REQUIREMENT:
Only the lines from the one containing "Please outline every" through the last line of the listing are to be given again, exactly as they appear.

● ● ● ● ● ● ●

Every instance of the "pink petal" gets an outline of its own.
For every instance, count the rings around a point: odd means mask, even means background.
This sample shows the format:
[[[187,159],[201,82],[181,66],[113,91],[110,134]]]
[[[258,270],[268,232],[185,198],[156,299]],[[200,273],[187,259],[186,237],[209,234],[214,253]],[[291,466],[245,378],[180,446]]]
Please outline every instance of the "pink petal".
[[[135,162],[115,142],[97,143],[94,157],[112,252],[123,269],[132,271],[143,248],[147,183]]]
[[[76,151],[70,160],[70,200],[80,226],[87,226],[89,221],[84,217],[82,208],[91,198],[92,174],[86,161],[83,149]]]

● ● ● ● ● ● ●

RESPONSE:
Please outline every instance of the "pink petal".
[[[135,162],[115,142],[97,143],[94,157],[112,252],[123,269],[132,271],[143,248],[147,183]]]
[[[76,151],[70,160],[70,200],[80,226],[87,226],[89,221],[84,217],[82,208],[91,198],[92,174],[86,161],[83,149]]]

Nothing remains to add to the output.